## YOUR ASSIGNMENT
Set the records down once more so that they match the source word for word.

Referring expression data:
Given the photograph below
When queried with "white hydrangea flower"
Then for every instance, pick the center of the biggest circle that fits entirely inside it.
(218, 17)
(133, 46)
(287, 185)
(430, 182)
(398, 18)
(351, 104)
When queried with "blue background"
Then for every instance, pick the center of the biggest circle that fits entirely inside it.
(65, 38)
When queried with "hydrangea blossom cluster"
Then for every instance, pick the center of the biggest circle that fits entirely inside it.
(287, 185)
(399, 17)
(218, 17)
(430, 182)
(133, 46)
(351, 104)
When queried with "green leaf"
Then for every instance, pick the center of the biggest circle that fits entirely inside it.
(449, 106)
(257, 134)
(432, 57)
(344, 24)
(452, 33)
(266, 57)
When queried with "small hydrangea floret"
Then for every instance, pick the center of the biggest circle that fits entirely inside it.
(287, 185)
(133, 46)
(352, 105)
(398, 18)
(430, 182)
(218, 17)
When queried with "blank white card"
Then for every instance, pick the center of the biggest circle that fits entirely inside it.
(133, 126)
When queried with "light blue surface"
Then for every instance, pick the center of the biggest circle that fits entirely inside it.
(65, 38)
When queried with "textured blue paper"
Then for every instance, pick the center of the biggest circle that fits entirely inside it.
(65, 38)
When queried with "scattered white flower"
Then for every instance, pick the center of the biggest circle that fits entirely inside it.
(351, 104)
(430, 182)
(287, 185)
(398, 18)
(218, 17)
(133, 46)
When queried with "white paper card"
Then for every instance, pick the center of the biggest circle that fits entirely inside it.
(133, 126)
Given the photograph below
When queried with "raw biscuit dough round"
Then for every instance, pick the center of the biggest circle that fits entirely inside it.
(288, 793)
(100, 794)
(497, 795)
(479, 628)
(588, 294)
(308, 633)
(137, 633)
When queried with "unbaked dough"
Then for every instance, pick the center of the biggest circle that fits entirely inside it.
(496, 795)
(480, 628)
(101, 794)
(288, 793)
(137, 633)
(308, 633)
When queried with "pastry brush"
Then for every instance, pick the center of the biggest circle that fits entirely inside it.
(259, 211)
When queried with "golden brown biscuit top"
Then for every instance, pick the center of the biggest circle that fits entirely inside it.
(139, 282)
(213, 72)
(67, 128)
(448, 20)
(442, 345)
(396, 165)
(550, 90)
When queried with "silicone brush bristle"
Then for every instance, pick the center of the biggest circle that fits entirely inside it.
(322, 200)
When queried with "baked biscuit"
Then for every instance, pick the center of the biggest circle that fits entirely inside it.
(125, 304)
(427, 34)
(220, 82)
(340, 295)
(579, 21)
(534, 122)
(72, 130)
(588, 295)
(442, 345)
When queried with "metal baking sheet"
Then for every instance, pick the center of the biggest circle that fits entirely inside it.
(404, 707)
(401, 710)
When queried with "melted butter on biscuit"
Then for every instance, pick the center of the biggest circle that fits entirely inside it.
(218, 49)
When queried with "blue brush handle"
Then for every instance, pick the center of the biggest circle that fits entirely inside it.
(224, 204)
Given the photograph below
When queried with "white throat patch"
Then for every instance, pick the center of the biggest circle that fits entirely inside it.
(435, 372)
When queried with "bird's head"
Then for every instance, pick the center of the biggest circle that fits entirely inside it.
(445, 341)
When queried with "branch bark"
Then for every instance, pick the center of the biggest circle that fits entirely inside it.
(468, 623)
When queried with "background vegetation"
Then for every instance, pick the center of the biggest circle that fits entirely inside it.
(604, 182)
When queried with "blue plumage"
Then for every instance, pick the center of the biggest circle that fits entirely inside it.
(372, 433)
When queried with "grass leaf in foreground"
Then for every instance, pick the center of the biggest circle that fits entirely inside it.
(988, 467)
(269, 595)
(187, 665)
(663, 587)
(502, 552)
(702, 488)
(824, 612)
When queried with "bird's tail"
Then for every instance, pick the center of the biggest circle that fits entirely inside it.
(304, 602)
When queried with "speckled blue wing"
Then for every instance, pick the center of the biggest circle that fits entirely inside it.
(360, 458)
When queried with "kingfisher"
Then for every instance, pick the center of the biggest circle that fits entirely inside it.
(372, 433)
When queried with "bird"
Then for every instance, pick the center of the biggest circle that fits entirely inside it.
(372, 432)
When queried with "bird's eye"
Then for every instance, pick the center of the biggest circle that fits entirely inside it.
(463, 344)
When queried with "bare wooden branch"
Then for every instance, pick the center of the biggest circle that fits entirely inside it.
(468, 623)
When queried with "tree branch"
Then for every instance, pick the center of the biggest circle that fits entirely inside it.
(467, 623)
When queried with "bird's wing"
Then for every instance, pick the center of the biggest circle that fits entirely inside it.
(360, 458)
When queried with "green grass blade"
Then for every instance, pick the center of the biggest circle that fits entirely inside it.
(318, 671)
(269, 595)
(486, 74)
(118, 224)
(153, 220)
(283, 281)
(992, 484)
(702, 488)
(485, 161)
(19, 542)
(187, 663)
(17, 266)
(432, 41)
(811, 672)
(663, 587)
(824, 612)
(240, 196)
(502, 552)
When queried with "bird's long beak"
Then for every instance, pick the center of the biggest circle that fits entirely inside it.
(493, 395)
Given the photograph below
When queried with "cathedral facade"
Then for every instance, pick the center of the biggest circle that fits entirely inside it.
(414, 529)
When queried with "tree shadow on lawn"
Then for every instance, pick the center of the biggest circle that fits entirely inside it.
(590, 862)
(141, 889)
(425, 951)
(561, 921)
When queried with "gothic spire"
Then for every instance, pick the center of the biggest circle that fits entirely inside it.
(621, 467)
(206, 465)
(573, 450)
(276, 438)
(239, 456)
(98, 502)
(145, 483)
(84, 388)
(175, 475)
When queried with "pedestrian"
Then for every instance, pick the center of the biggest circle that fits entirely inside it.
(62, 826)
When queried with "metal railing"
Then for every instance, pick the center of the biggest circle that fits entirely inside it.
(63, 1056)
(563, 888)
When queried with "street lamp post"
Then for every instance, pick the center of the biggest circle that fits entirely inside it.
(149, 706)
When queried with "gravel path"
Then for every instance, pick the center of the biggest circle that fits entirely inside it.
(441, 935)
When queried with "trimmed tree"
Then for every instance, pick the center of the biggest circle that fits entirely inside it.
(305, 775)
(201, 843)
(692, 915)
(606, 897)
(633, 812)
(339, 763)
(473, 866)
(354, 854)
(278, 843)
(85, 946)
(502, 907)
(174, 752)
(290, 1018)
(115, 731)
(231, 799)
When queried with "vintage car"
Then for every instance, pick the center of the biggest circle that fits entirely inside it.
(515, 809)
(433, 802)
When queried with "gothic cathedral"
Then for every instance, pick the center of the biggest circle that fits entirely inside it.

## WRITTEN ANSWER
Given the photograph below
When queried with "white hydrangea flower"
Then for every instance, pick the center of the biggest circle that fits entirely inside it.
(218, 17)
(133, 46)
(287, 185)
(430, 182)
(398, 18)
(351, 104)
When queried with "blue background"
Then for every instance, pick the center of the biggest circle that fits entirely inside it.
(65, 38)
When queried with "hydrangea blossom cluster"
Then for every instance, pick the center of the biggest circle that fits entirely inside it.
(287, 185)
(399, 17)
(218, 17)
(430, 182)
(133, 46)
(351, 104)
When queried with "green leaf"
Then for every instance, pick the center of the biggest circle that fits entirely inside it.
(449, 106)
(257, 134)
(432, 57)
(344, 24)
(452, 33)
(266, 57)
When queried with "small hydrangea floret"
Then for every instance, pick the center of the biggest circle that fits entirely inside it.
(287, 185)
(133, 46)
(352, 105)
(398, 18)
(430, 182)
(218, 17)
When queried with "blank white card"
Then for every instance, pick the center of the biggest circle that fits entirely inside it.
(133, 126)
When queried with "light blue surface"
Then for every instance, pick the center of the biggest circle that fits entirely inside it.
(65, 38)
When queried with "textured blue paper"
Then for every instance, pick the center of the biggest circle that fits entirely inside it.
(65, 38)
When queried with "scattered white flower"
Then for every instance, pick the center of the biggest circle that fits entirely inside it.
(351, 104)
(430, 182)
(287, 185)
(398, 18)
(218, 17)
(133, 46)
When queried with "white paper card"
Then for every instance, pick the center of the biggest circle that fits entirely inside it.
(133, 126)
Given the photograph below
When queried with "raw biscuit dough round"
Then for every instance, pick the center of the biggest circle that fits entirely inside it.
(288, 793)
(100, 794)
(497, 795)
(479, 628)
(588, 294)
(308, 633)
(137, 633)
When queried with "unbaked dough"
Then for every instance, pick the center of the biggest circle that fits entirely inside it.
(496, 795)
(480, 628)
(101, 794)
(288, 793)
(137, 633)
(308, 633)
When queried with "pastry brush"
Then for every instance, pick the center of the biggest circle that fits entirely inside it.
(259, 211)
When queried with "golden brown biscuit top"
Then for every instance, pick the center of the biggest circle that fits entirely inside it.
(139, 282)
(213, 72)
(67, 128)
(448, 20)
(442, 345)
(396, 165)
(550, 90)
When queried with "silicone brush bristle"
Then for every instance, pick the center of the biggest circle that fits entirely inside it.
(322, 200)
When queried with "baked biscuit"
Then for every instance, pick the center of the biggest circle that fits entirely inside it.
(125, 304)
(427, 34)
(220, 82)
(340, 295)
(579, 21)
(534, 122)
(72, 130)
(588, 295)
(442, 345)
When queried with "metal baking sheet"
Then for every instance, pick the center of the biggest circle that fits entirely inside it.
(404, 707)
(401, 710)
When queried with "melted butter on biscuit"
Then for every instance, pick the center of the biggest circle that fits entirely inside it.
(218, 49)
When queried with "blue brush handle"
Then for every instance, pick the center of the biggest circle that fits entirely inside it.
(224, 204)
Given the photograph below
When queried with "white throat patch"
Then for every instance, pick the center of the biggest circle that fits entirely inside it.
(435, 372)
When queried with "bird's head"
Then for every instance, pick the center of the biggest circle that fits entirely inside it.
(445, 341)
When queried with "branch bark"
Then for every instance, pick the center of the biggest circle that fits entirely inside it.
(468, 623)
When queried with "background vegetation"
Then for every instance, pick the center of the biggest circle that fits entirely inside it.
(604, 182)
When queried with "blue plumage"
Then for every instance, pick the center of the biggest circle that fits entirely inside it.
(372, 433)
When queried with "grass leaf in foreground"
Then for every instance, pick the center of the biggest circle that fits entirely inside it.
(988, 467)
(269, 595)
(187, 665)
(663, 587)
(502, 552)
(702, 488)
(824, 612)
When queried with "bird's tail"
Then for every instance, pick the center of the biggest circle that fits entirely inside it.
(304, 602)
When queried with "speckled blue wing"
Then for every instance, pick the center of the biggest circle that fits entirely inside it.
(360, 458)
When queried with "kingfisher"
Then for every instance, pick the center of the biggest circle that fits entirely inside it.
(372, 433)
When queried with "bird"
Then for every instance, pick the center of the biggest circle that fits entirely inside it.
(372, 432)
When queried with "bird's eye"
Then for every instance, pick the center of the biggest circle that fits entirely inside it.
(463, 344)
When queried with "bare wooden branch"
Then for every instance, pick the center of the biggest circle that fits entirely inside it.
(468, 623)
When queried with "tree branch"
Then for every instance, pick the center of the biggest circle that fits entirely inside it.
(467, 623)
When queried with "bird's wing"
Then for every instance, pick the center of the biggest circle that fits entirely inside it.
(360, 458)
When queried with "green grass blade"
Then for every instance, pick the center of the biggest circle that fits entirely inside it.
(318, 671)
(269, 595)
(486, 74)
(118, 224)
(153, 220)
(283, 281)
(992, 484)
(702, 488)
(485, 161)
(19, 542)
(187, 663)
(17, 266)
(432, 41)
(811, 672)
(663, 587)
(824, 612)
(240, 196)
(502, 552)
When queried with "bird's long beak"
Then for every instance, pick the center of the biggest circle that fits entirely inside it.
(493, 395)
Given the photograph below
When queried with "cathedral facade"
Then for every instance, pick the center of the biggest circle that fits entirely inside it.
(414, 529)
When queried with "tree shadow on lawn"
Then for every instance, pick the center of the biggest circle that fits entirely inside it.
(590, 862)
(141, 889)
(425, 951)
(561, 921)
When queried with "gothic spire"
Then for every instance, pick the center of the biggest circle that fits entirely inside it.
(621, 467)
(206, 465)
(573, 450)
(276, 438)
(239, 456)
(98, 502)
(145, 483)
(84, 388)
(175, 475)
When queried with "pedestrian"
Then for every instance, pick the center of the biggest circle that fits entirely inside it.
(62, 826)
When queried with "metal railing"
Then for every instance, pick the center of the biggest circle that fits entirely inside it.
(63, 1056)
(563, 888)
When queried with "street lamp post"
Then for every instance, pick the center of the biggest circle that fits entirely inside it.
(149, 706)
When queried with "gravel path"
Then for every instance, pick the center of the biggest circle that fits entirely inside it.
(441, 935)
When queried with "trimmed tree"
Then for every instance, pick the center of the biggest circle that fits entirely inside it.
(305, 775)
(201, 843)
(692, 915)
(606, 897)
(633, 812)
(339, 763)
(473, 866)
(354, 854)
(278, 843)
(85, 946)
(502, 907)
(174, 752)
(290, 1018)
(115, 731)
(231, 799)
When queried with "vintage car"
Then for every instance, pick the center of the biggest circle that fits entirely inside it.
(515, 809)
(433, 802)
When queried with "gothic cathedral"
Then for every instance, pick the center of the biggest circle that fits entirely inside it.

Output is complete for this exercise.